### REQUIRED WORK
- a) In the text on Holy Cross Day, what does the Latin word exaltatio mean?
- b) Resume the text on Holy Cross Day from the point where it stops.

### SOURCE
· · · · · · ·
In many places a commemoration we Lutherans usually call Holy Cross
Day is observed on 14 September. Its actual name is Exaltatio Sanctae
Crucis, which in Latin means "Exaltation of the Holy Cross". That's
the name I grew up with. Thing is, exaltatio in Latin does not mean
what
exaltation has come to mean by extension in English. It means
raising
aloft, so the name actually translates as "Raising Aloft of the Holy
Cross" which is pretty close to its Greek name "Raising Aloft of the
Precious Cross". I ain't getting into the Greek. And I ain't getting
into the other "Holy Cross Days" on 13 September, 12 October, 6 March,
3 May and 1 August either!
But I am getting into
making clear that the literal exaltation, the lifting up, of the cross
for which this "feast" was instituted is not a reference to either
Christ or the cross of Calvary as the means of salvation or its triumph,
but the lifting up of a supposed relic.
So What's a Holy Cross Day?
Glad
you asked. But before getting down to that, let me be clear about
two things. None of what follows should be construed as knocking the
historic liturgy and things related to it, as I consider it one of the
great treasures of "Lutheranism" that they are retained except where
they contradict, as distinct from are commanded by, Scripture. And,
none of what follows should be construed as knocking an ever growing
awareness of and reverence for what was accomplished for us by Christ
on the cross.
It should be construed as what it is,
knocking the retention of this "feast" as in any way aiding either the
work of zealously guarding and defending the liturgy or of deepening
awareness of and reverence toward what was accomplished for us by
Christ on the cross.
The Origin of Holy Cross Day.
So
why a Holy Cross Day on 14 September? Because on 14 September 335
the Church of the Holy Sepulchre was concluded. The dedication
itself was the day before, then on 14 September the "cross" was brought
outside for veneration by the people. And, the Roman Emperor,
Constantine, made it a feast day. That's why. What in all church
planting Judas does that mean? And what cross? Why, the "true" cross,
discovered by the Emperor's mom Helena on a dig funded by the Imperial
treasury! Huh?
So why ain't it called the Church of
the Holy Cross then? Well guess what, there was already something
standing there, which was another church, well a temple actually, to
the goddess Aphrodite, known to the Romans as Venus, she from whom the
planet, and also Friday, is named. Some say the place was originally
a Christian worship site, for reasons that will presently be clear,
and that the temple was later built by Emperor Hadrian in his
rebuilding of Jerusalem.
· · · · · · ·
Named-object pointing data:
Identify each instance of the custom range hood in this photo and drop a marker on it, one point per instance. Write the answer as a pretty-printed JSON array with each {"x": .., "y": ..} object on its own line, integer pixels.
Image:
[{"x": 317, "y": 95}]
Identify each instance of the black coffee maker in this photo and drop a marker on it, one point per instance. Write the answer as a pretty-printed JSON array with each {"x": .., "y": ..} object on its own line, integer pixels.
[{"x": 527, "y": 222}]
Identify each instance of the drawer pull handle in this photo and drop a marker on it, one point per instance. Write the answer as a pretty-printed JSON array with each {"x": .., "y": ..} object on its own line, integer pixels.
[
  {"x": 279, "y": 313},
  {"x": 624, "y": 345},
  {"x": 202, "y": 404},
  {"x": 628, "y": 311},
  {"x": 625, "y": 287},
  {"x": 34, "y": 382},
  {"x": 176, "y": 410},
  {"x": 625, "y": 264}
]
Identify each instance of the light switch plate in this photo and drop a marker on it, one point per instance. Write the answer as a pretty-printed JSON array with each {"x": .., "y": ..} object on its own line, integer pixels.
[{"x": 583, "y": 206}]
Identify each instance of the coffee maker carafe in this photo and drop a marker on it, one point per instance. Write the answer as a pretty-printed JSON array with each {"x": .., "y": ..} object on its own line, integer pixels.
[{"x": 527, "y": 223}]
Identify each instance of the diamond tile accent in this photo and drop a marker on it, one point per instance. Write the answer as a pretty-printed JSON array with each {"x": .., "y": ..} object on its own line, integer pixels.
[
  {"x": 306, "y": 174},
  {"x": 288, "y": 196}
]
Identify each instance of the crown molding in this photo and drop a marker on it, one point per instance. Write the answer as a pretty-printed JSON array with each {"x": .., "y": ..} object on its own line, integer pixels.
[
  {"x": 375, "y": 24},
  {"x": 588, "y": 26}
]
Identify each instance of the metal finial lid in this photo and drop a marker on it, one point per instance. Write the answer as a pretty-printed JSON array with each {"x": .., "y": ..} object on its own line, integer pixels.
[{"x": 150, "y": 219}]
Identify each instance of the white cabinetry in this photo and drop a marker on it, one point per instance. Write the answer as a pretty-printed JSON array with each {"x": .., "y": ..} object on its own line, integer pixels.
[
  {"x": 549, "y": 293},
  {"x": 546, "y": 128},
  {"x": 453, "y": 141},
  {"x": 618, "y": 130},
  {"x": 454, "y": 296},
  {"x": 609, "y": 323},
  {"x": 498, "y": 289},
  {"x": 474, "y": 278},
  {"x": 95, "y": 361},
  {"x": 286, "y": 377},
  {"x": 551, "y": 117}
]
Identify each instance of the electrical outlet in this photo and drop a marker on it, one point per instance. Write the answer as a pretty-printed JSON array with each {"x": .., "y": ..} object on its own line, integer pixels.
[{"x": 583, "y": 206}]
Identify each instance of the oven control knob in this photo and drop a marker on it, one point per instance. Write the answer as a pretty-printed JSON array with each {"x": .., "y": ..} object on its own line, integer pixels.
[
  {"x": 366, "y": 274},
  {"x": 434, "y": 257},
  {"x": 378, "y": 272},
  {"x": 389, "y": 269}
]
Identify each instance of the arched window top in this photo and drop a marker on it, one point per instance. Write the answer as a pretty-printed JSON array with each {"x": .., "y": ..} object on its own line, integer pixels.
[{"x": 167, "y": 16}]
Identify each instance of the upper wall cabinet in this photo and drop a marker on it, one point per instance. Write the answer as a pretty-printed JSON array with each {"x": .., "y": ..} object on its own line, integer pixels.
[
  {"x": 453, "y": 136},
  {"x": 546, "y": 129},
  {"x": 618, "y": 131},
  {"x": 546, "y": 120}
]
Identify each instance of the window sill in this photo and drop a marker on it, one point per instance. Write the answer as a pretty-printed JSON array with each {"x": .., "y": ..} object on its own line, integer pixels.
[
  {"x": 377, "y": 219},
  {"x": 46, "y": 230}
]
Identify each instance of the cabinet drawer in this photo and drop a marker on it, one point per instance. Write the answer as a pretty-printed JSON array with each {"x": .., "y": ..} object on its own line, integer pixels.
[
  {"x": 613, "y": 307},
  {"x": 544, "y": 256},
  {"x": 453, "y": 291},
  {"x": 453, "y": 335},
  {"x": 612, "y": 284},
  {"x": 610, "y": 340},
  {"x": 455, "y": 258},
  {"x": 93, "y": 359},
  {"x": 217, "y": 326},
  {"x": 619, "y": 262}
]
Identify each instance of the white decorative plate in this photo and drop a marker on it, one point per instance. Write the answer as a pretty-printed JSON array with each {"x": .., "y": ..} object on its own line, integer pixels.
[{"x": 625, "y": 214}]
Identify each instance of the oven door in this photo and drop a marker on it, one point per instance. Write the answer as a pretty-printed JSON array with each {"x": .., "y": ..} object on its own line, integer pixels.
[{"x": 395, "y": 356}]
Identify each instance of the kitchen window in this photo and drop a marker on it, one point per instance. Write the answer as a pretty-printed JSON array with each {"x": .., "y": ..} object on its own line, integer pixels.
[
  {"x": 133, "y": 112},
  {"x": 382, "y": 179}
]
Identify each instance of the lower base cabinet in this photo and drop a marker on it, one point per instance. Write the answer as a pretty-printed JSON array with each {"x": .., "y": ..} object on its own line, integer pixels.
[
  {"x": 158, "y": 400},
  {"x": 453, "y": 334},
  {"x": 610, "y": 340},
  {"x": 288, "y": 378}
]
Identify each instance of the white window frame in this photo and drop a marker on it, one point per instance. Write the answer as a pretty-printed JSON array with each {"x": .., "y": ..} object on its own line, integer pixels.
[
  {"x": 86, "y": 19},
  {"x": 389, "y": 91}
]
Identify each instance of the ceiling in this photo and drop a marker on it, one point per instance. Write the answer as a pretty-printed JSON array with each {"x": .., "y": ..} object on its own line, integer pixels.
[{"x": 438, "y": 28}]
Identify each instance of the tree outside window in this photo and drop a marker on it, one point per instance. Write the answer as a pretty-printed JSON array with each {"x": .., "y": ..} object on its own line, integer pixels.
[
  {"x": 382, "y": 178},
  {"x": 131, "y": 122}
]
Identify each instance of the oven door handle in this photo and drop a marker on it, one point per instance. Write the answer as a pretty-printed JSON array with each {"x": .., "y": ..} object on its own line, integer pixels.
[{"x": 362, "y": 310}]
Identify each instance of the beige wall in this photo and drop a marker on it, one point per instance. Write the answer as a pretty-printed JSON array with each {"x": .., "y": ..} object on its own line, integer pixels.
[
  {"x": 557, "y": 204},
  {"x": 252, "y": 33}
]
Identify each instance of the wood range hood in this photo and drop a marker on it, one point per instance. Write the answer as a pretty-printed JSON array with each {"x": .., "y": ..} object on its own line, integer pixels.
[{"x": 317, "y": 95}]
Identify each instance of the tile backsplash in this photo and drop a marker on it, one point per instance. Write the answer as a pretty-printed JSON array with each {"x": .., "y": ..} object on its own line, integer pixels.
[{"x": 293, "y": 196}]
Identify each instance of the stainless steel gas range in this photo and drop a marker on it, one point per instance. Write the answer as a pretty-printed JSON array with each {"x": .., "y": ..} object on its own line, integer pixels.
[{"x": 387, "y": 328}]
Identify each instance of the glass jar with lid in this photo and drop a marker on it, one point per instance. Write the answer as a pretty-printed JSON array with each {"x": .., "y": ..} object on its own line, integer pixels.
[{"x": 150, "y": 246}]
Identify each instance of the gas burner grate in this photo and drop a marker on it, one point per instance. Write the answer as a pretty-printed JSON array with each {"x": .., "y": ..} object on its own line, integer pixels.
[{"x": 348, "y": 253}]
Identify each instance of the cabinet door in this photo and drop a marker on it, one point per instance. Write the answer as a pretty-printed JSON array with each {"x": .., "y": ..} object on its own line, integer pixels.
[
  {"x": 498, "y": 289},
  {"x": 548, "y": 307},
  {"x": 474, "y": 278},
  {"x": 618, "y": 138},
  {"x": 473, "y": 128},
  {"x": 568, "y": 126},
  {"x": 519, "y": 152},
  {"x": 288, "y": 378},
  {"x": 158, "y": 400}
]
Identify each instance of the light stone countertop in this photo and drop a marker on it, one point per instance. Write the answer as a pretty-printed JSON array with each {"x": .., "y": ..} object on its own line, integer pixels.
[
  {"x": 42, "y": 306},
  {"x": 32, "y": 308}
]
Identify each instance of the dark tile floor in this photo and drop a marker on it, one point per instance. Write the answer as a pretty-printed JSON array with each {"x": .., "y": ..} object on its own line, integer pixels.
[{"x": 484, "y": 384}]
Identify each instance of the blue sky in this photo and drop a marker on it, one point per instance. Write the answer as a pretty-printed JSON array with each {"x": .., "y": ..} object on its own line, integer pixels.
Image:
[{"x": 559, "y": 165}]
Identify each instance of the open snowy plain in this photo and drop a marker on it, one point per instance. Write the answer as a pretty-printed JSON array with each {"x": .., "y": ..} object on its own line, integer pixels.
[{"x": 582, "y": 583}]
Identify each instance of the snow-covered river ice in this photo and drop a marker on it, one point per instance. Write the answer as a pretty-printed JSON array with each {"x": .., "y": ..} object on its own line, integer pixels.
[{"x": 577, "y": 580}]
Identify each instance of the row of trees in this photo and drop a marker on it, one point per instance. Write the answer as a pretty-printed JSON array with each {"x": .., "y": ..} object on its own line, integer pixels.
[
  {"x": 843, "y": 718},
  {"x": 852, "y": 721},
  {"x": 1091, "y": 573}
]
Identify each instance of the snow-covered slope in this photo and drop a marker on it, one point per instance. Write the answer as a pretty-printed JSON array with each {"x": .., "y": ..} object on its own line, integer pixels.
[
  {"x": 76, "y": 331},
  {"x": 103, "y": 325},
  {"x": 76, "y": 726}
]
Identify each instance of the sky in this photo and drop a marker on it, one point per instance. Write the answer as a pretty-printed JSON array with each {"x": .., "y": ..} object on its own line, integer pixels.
· · · · · · ·
### EXERCISE RESULTS
- a) It means raising aloft.

- b)
Why Jerusalem Had To Be Rebuilt. Again.
Now
why rebuilding? Well, remember, Jerusalem was completely trashed by
the Romans in 70 AD. Whyzat? Well it started in 66, when some
Greeks started offering pagan sacrifices outside a synagogue in
Jerusalem. At first, the Roman soldiers stationed in Jerusalem did
not get involved in this local matter. But next thing you know, the
Jewish priests quit offering token sacrifices to the Emperor -- the
Roman Empire generally left you alone as long as you paid tribute to
the top and didn't rock the boat, which is how its surviving state
church still pretty much operates . And then next thing you know there's
protests against Roman taxes, call it an ancient Tea Party, and
muggings of Romans living there. Finally, when some of the boys
from duty stations in the area go in to intervene they get their butts
kicked by a bunch of Jews (that's the Battle of Beth Horon) which
clean pisses off the Roman Emperor, guy named Nero.
Old
Nero tells General Vespasian -- who had distinguished himself in the
Roman invasion of Mother England (OK Britannia at the time) in 43 as
commander of Legio secunda Augusta (Second Augustan Legion), one of
the four legions deployed -- to go in and open up a major can of
whoop-ass on Judea. Which he commences to do along with the forces of
his son, Titus, also a general, in April 67, with total forces of
about 60,000. By 68 they had pretty well cleaned house in the north,
and in the south the Jews pretty well cleaned house on each other with
infighting, so about all that was left was Jerusalem.
But
then something else happened back in Rome. Nero was getting too
bizarre for even the Romans, the Senate and the military went against
him, he was declared an enemy of the people, so he bolts and commits
suicide in 68. All hell breaks loose and in 69 Rome goes through four
emperors! First, the new emperor, guy named Galba, gets assassinated
by a guy named Otho who wants to be the new emperor so he bribes the
Emperor's bodyguards, the Praetorian Guard, to kill him, and then a
guy named Vitellius, with the best legions in the Roman army on his
side, defeats Otho and inspires him to commit suicide, but then
Vitellius pisses everybody clean off by having so many feasts and
parades that he about bankrupts the Empire. So in July 69 Vespasian
gets hailed as emperor by his army and other Roman armies -- Roman
armies did that sometimes, it's also how Constantine would get his
start as emperor -- and, thinking maybe that isn't such a bad idea,
Vespasian heads to Rome and his allied armies kick the living crap out
of Vitellius' forces and kill him, and the Senate proclaims Vespasian
emperor 21 December 69. Helluva year.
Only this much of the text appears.